◆ Instructions to follow ◆
Can you turn every line of the data below into a numbered list, dropping the blank lines?

◆ Exercise input ◆
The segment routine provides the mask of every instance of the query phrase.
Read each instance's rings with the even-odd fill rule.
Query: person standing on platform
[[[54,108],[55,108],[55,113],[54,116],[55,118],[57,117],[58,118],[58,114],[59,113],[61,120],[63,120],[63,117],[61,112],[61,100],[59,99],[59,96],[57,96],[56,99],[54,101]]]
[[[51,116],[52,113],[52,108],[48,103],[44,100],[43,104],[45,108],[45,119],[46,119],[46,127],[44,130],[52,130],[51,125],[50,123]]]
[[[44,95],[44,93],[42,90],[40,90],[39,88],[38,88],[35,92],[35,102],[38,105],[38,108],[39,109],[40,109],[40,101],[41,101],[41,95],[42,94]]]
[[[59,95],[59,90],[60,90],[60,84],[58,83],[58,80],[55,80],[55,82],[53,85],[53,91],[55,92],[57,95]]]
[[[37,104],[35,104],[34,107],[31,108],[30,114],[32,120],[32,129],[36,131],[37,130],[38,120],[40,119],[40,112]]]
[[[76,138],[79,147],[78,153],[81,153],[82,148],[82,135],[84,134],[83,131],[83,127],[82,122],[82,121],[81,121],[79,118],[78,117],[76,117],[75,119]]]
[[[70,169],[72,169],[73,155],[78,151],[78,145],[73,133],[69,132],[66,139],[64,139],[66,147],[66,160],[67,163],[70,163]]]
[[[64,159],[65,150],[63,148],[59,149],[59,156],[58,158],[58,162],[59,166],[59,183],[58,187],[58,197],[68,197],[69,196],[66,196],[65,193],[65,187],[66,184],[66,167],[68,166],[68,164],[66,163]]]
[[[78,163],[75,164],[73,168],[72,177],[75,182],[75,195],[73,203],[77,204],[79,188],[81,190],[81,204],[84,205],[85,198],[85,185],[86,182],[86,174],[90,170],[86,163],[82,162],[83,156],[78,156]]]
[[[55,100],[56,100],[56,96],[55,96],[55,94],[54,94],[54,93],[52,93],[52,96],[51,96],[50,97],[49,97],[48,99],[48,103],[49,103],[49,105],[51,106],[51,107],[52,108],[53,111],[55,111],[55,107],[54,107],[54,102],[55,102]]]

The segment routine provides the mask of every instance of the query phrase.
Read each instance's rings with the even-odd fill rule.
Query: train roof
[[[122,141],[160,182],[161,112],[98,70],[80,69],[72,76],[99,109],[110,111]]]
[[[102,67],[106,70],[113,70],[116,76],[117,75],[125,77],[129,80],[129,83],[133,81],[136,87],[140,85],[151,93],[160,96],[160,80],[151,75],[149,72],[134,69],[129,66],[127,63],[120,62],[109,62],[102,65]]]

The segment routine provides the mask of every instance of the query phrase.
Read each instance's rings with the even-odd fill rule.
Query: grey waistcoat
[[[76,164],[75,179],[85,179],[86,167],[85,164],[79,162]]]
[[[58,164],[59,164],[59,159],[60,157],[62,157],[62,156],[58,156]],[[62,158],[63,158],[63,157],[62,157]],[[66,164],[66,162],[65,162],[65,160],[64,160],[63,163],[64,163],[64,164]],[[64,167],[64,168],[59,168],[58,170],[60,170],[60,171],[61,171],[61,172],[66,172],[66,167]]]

◆ Exercise answer ◆
1. The segment routine provides the mask of every instance of the query phrase.
2. Read each instance's rings with the even-odd fill rule.
3. Query: person standing on platform
4. [[[54,108],[55,108],[55,113],[54,116],[55,118],[57,117],[58,118],[58,114],[59,113],[61,120],[63,120],[63,117],[61,112],[61,100],[59,99],[59,96],[57,96],[56,99],[54,101]]]
5. [[[51,116],[52,113],[52,108],[48,103],[44,100],[43,104],[45,108],[45,119],[46,119],[46,127],[44,130],[52,130],[51,125],[50,123]]]
6. [[[44,95],[44,93],[42,90],[40,90],[39,88],[38,88],[35,92],[35,102],[38,105],[38,108],[39,109],[40,109],[40,101],[41,101],[41,95],[42,94]]]
7. [[[59,95],[59,90],[60,90],[60,84],[58,83],[58,80],[55,80],[55,82],[53,85],[53,91],[55,92],[57,95]]]
8. [[[37,104],[35,104],[34,107],[31,108],[30,114],[32,120],[32,129],[36,131],[37,130],[38,120],[40,119],[40,112]]]
9. [[[76,138],[79,147],[78,153],[81,153],[82,148],[82,135],[84,134],[83,131],[83,127],[82,122],[82,121],[81,121],[79,118],[78,117],[76,117],[75,119]]]
10. [[[70,169],[72,169],[73,155],[78,151],[78,145],[73,133],[69,132],[66,139],[64,139],[66,147],[66,160],[67,163],[70,163]]]
11. [[[64,159],[65,150],[63,148],[59,149],[59,156],[58,158],[58,162],[59,166],[59,183],[58,187],[58,197],[68,197],[69,196],[66,196],[65,193],[65,187],[66,184],[66,167],[68,166],[68,164],[66,163]]]
12. [[[78,163],[75,164],[73,168],[72,177],[75,182],[75,195],[73,203],[77,204],[79,188],[81,190],[81,204],[84,205],[85,198],[85,185],[86,182],[86,174],[90,170],[86,163],[82,162],[83,156],[78,156]]]
13. [[[55,100],[56,100],[56,96],[55,96],[55,94],[54,94],[54,93],[52,93],[52,96],[51,96],[50,97],[49,97],[48,99],[48,103],[49,103],[49,105],[51,106],[51,107],[52,108],[53,111],[55,111],[55,107],[54,107],[54,102],[55,102]]]
14. The segment routine provides the mask of every instance of the query phrase.
15. Read each instance's rings with the even-odd fill rule.
16. Query: train roof
17. [[[122,141],[160,182],[161,112],[98,70],[80,69],[72,76],[99,109],[110,111]]]
18. [[[102,67],[106,70],[113,70],[116,76],[117,75],[125,77],[129,80],[129,83],[133,81],[136,87],[140,85],[151,93],[160,96],[160,80],[151,75],[149,72],[134,69],[129,66],[127,63],[120,62],[109,62],[102,65]]]
19. The segment routine provides the mask of every instance of the query phrase.
20. Read each instance's rings with the even-odd fill rule.
21. Query: grey waistcoat
22. [[[76,164],[75,179],[85,179],[86,167],[85,164],[79,162]]]
23. [[[58,164],[59,164],[59,159],[60,157],[62,157],[62,156],[58,156]],[[62,158],[63,158],[63,157],[62,157]],[[66,164],[66,162],[65,162],[65,160],[64,160],[63,163],[64,163],[64,164]],[[64,167],[64,168],[59,168],[58,170],[60,170],[60,171],[61,171],[61,172],[66,172],[66,167]]]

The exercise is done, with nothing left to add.